Given passage:
┌──

THE abolition of a service which collects householders' junk every three years will lead to a rise in illegal dumping, it has been claimed.

Dublin City Council's free service meant that families could leave unwanted items such as old beds, radios and appliances onto the side of the street for collection.

Cllr Deirdre Heney (FF) says the system was originally introduced to stop fly-tipping around secluded city areas, and to prevent people from using dangerous appliances on Halloween bonfires.

"We're going to have serious problems coming up to Halloween. There's so much material for people to use on bonfires. Things are tight and people will want to save money and they'll just throw them on the fire.

"I think we'll regret it in the longer term."

Dublin City Council says it was unique in providing the service to all its householders, and it was discontinued in 2009 for budgetary reasons.

However, Cllr Heney said: "I think there'll be repercussions for fly tipping, and [people will be] filling their van or car and driving along and dumping it."



INUNDATED

"It seems logical that Dublin City Council will now end up collecting it around the city. It's certainly not environmentally friendly."

The collection operated from April to October each year, and rubbish was collected from different areas in the city every three years.

Last summer, councillors were inundated with queries on when the junk collection was going ahead, according Cllr Heney, who said the scheme was designed to prevent fly tipping and decreased the amount of materials which householders gave to youngsters to put on bonfires.

A City Council spokesperson said: "Householders can still avail of a collection service at commercial rates either from the City Council or from permitted waste collectors."

The council secured 70 convictions in relation to illegal waste dumping last year, and Cllr Heney insists the problem will worsen this year when coupled with bin charges.

Householders who have been entitled to waivers on their bin charges since 2001 now have to pay €6 for the large grey bin, €3.60 for the smaller grey bin and €2 for the "brown" organic waste bin each time they are collected.

└──

Data provided:
┌──

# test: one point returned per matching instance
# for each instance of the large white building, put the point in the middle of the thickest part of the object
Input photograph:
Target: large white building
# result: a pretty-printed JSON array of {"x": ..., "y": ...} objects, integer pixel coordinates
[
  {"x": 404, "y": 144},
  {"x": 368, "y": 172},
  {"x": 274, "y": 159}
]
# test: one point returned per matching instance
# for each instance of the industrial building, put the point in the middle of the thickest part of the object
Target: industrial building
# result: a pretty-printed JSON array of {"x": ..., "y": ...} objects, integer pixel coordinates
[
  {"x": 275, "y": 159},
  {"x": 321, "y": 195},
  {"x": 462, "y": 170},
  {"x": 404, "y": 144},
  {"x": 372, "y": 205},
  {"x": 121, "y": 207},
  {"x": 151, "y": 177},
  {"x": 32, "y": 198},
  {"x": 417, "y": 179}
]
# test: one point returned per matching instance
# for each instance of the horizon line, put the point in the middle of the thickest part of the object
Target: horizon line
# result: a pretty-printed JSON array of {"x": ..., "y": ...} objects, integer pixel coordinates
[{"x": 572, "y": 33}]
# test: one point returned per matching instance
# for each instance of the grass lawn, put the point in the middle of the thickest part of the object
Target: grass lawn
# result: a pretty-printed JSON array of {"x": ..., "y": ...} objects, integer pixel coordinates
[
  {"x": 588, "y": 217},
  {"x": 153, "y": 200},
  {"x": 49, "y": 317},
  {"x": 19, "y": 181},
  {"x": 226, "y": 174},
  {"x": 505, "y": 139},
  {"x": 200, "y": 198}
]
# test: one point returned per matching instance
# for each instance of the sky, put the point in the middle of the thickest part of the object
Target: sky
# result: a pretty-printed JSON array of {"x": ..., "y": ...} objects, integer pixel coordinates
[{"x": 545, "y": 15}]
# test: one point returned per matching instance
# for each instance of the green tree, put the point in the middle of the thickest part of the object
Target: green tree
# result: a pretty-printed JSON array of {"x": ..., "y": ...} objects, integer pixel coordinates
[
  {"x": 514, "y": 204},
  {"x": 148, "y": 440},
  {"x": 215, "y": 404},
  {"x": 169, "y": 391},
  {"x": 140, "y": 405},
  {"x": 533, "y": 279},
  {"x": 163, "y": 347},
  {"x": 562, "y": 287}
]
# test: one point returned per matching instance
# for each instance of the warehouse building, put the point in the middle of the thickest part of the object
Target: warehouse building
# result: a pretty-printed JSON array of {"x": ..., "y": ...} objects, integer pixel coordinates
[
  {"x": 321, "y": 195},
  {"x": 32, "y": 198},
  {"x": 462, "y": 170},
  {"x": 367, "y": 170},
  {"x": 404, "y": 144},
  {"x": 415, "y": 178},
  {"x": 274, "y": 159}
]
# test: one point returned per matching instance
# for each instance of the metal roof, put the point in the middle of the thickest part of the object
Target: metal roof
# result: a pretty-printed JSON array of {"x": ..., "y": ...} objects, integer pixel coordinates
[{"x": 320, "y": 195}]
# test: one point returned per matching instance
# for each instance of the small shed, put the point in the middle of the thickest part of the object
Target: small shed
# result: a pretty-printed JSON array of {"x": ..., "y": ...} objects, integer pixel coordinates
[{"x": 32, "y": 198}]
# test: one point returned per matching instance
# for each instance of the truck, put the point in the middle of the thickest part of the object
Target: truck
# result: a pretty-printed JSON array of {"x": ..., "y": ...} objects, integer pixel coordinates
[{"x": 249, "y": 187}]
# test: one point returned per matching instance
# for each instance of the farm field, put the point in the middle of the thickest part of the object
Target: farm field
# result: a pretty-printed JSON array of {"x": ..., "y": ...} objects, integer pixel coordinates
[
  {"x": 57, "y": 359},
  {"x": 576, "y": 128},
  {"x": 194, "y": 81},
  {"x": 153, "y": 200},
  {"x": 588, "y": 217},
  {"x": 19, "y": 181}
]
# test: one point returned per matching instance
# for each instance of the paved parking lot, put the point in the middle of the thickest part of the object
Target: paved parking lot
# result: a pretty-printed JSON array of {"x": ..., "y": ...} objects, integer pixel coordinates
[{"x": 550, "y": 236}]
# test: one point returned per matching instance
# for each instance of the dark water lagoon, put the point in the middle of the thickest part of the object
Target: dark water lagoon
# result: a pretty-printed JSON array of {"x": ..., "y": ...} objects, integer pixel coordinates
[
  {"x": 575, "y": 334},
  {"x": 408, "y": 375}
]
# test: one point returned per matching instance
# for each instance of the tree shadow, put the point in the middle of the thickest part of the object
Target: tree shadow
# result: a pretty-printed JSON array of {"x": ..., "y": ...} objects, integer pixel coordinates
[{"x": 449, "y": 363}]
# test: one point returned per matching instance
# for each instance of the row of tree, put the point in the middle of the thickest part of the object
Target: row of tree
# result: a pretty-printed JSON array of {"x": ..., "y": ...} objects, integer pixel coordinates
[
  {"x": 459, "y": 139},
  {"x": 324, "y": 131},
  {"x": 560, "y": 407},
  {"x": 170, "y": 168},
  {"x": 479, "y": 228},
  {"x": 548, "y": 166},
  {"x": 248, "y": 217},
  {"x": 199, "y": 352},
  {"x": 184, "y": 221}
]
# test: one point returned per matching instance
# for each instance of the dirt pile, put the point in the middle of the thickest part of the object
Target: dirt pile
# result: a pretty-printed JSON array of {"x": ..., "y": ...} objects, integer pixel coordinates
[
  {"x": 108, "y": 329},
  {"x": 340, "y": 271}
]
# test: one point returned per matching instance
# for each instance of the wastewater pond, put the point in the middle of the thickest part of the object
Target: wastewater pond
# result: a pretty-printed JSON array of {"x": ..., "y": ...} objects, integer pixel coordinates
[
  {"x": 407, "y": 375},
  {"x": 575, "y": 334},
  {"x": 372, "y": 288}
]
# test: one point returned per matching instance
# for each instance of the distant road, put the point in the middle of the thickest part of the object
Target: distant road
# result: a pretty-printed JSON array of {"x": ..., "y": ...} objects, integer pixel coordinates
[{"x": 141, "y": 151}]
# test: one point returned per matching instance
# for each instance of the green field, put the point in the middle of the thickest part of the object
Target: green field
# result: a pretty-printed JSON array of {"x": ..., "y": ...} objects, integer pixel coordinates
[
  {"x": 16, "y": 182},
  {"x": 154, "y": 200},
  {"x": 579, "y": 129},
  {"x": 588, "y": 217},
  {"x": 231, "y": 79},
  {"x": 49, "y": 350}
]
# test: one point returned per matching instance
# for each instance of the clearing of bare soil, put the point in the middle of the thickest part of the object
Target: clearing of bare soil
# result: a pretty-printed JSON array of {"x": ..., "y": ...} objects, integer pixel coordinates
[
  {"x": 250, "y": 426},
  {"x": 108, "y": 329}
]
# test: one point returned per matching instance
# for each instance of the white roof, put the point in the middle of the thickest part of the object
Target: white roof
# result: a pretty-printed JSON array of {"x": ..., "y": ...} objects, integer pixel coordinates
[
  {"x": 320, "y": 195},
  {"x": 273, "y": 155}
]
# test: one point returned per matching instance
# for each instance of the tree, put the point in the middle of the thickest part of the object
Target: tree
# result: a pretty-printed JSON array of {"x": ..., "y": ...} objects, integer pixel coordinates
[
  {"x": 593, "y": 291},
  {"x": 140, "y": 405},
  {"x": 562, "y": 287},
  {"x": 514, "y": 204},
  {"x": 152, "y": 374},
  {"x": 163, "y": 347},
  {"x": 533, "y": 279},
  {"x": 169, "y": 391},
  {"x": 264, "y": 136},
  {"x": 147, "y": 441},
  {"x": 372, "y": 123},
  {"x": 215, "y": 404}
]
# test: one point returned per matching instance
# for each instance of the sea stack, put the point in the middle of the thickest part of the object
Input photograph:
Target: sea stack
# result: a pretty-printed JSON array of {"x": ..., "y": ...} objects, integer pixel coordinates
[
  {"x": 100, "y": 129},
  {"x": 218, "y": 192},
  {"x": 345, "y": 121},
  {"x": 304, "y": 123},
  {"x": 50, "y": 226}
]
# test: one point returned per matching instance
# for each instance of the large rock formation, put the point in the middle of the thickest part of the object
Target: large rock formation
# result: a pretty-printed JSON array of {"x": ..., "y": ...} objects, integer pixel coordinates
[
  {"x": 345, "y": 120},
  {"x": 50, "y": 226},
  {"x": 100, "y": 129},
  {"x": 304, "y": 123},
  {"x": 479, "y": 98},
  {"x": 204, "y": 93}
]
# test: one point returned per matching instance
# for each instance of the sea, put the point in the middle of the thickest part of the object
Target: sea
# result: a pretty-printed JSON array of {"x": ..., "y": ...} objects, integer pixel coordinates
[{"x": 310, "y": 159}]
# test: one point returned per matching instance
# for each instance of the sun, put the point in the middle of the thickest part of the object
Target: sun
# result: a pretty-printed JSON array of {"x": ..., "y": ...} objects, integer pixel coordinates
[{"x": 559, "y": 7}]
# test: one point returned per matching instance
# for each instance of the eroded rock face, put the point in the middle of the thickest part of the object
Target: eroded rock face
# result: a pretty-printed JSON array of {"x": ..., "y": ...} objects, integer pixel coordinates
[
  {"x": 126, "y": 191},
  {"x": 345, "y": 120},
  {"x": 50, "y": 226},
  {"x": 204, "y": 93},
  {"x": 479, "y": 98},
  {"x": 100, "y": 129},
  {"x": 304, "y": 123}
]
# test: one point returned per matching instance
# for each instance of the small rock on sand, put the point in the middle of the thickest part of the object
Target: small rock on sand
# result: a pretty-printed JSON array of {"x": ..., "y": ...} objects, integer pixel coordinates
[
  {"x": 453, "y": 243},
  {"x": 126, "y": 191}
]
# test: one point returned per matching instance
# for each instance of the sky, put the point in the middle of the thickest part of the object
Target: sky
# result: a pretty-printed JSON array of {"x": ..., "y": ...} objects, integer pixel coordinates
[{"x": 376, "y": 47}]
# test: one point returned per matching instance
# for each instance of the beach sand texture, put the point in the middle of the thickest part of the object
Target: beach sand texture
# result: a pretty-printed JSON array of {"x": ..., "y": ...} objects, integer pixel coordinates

└──

Brief:
Using the report on Dublin City Council's junk collection, decide whether each statement agrees with it, answering yes or no and quoting the deciding words. (a) The service ended in 2009 because of the budget. (b) The collection ran from January to June each year. (c) The council obtained 70 convictions for illegal waste dumping last year. The records are not needed for this work.

Task response:
(a) Yes: "it was discontinued in 2009 for budgetary reasons"
(b) No: "The collection operated from April to October each year"
(c) Yes: "The council secured 70 convictions in relation to illegal waste dumping last year"